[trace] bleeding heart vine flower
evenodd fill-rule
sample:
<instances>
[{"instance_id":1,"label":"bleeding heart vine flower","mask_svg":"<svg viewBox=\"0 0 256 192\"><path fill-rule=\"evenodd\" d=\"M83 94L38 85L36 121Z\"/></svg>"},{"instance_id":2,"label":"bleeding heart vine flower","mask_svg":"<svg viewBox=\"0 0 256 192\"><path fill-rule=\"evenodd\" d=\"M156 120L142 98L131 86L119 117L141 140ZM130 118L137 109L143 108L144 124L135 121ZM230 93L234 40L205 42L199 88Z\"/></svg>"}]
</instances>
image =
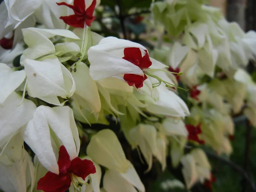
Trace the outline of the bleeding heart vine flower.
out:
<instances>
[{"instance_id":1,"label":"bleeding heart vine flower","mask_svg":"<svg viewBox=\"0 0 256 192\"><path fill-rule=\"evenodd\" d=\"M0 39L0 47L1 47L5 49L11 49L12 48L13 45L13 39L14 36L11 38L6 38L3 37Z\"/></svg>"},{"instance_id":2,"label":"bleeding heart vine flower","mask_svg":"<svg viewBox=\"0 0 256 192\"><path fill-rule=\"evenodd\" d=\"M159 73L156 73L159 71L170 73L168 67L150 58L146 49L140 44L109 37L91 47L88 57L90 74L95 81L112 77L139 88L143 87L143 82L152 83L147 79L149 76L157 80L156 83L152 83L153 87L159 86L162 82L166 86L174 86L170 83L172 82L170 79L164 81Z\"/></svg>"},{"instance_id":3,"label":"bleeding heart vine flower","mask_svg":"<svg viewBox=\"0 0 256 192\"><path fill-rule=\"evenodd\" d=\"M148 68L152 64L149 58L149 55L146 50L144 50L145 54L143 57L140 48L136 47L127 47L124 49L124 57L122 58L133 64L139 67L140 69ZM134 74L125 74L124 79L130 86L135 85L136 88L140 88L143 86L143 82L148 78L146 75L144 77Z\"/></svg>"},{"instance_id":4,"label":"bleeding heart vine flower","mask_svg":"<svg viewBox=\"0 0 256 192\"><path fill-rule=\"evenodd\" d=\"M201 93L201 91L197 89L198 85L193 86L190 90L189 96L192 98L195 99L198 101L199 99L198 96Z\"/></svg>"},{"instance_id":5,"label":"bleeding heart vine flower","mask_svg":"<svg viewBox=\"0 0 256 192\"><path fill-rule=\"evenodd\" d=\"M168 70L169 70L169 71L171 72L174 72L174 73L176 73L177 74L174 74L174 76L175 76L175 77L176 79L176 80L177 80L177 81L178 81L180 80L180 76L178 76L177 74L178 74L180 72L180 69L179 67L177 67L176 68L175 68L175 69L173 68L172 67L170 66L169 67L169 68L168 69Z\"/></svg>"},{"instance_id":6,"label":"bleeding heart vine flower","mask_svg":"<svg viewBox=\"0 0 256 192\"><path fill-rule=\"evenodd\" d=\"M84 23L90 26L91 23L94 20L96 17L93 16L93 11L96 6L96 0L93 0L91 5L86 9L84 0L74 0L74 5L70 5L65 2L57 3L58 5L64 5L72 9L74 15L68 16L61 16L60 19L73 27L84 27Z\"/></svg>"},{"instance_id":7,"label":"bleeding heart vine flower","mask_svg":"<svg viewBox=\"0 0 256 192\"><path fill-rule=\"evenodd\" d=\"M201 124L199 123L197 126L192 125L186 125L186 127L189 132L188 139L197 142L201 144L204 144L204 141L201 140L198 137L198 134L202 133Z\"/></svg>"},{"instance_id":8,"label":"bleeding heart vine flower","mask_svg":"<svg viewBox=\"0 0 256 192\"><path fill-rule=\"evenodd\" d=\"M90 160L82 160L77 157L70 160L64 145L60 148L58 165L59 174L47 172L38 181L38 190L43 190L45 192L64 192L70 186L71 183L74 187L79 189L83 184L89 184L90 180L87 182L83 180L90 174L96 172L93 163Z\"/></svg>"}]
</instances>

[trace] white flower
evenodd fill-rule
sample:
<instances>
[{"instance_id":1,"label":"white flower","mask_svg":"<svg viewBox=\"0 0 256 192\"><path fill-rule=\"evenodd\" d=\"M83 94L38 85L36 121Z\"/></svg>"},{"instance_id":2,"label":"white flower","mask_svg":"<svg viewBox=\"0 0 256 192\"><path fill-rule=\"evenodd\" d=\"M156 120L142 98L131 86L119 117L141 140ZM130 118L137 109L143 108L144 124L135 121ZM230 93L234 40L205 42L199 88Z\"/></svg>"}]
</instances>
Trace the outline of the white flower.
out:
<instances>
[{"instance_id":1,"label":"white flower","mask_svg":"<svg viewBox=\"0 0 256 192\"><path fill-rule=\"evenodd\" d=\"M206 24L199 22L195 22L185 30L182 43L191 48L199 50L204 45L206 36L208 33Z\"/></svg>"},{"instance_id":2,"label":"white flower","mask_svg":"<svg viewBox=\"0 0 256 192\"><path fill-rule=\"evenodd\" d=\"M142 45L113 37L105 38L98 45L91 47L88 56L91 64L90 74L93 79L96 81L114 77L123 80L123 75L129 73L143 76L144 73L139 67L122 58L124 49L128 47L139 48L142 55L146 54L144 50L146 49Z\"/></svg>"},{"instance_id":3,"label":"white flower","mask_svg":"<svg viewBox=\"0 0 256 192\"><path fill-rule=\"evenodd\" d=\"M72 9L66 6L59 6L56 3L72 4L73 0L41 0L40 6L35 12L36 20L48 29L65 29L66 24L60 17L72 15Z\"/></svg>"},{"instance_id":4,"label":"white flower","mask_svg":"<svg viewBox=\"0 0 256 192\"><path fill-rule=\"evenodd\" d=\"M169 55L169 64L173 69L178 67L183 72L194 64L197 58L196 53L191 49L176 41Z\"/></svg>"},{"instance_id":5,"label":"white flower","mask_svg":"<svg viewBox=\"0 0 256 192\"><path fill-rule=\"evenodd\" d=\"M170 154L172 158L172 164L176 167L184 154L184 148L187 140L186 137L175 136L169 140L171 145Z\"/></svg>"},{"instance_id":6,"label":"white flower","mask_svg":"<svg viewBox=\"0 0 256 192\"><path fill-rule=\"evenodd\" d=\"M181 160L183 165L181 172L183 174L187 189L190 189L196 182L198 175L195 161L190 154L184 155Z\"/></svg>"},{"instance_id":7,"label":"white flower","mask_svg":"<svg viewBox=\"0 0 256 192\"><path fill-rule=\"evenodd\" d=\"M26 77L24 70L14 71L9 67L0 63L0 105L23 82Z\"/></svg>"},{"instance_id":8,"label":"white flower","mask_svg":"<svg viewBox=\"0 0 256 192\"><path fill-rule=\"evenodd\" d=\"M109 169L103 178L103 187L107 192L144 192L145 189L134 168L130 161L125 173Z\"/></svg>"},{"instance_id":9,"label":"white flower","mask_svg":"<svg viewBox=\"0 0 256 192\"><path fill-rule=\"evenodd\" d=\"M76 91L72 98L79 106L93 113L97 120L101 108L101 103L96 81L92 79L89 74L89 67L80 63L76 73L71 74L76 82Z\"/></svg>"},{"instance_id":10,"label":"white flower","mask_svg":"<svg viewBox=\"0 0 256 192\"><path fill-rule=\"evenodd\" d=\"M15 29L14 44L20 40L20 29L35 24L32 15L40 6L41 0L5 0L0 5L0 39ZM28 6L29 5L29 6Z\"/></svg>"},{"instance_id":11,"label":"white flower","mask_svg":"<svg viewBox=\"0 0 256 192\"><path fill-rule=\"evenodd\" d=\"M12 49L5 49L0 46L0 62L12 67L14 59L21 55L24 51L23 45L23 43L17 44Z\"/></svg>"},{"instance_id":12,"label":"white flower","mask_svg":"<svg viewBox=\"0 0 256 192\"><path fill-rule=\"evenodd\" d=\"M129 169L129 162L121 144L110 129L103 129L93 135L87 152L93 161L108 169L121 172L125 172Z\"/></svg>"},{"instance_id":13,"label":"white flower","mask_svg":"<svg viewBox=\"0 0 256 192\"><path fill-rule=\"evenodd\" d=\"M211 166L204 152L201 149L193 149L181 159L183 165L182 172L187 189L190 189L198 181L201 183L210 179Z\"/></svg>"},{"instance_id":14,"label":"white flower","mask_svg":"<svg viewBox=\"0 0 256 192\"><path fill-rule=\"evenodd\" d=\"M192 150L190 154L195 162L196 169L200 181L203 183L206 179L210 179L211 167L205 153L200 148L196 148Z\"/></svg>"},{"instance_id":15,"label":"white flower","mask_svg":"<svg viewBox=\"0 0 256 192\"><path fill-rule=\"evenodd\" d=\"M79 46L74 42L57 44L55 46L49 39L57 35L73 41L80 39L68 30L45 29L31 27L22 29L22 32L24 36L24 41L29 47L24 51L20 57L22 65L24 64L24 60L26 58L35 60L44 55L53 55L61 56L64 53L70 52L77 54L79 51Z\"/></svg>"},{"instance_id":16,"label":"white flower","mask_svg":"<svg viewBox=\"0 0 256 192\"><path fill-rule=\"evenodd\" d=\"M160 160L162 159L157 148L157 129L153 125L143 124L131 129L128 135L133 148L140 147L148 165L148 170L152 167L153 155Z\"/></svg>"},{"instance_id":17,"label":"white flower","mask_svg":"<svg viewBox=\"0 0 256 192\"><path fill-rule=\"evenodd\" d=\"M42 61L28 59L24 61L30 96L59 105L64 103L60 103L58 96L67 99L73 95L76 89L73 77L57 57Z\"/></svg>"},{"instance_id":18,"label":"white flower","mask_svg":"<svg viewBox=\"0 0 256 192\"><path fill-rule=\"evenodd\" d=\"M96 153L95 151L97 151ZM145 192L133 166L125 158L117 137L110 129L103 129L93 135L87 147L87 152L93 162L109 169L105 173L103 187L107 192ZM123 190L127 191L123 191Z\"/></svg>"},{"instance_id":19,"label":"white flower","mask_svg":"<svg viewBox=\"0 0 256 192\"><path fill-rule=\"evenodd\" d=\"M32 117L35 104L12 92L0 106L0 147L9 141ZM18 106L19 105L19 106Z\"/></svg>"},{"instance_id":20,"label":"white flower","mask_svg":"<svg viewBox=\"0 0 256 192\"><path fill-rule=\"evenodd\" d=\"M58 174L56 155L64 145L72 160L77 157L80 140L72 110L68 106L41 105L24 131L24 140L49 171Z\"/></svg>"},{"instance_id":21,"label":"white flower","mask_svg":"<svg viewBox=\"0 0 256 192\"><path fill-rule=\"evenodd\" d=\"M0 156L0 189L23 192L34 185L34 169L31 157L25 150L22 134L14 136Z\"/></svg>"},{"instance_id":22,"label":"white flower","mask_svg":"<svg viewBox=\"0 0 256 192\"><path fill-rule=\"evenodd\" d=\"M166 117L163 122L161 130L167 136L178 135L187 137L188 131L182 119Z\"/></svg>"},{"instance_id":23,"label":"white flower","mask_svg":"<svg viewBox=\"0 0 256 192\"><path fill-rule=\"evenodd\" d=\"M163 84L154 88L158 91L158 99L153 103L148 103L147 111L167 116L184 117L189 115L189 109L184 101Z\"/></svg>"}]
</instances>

#####

* **Do this**: Gather each of the lines above that contains the word "outline", copying every such line in full.

* **Written answer**:
Trace the outline of the bleeding heart vine flower.
Trace the outline of the white flower.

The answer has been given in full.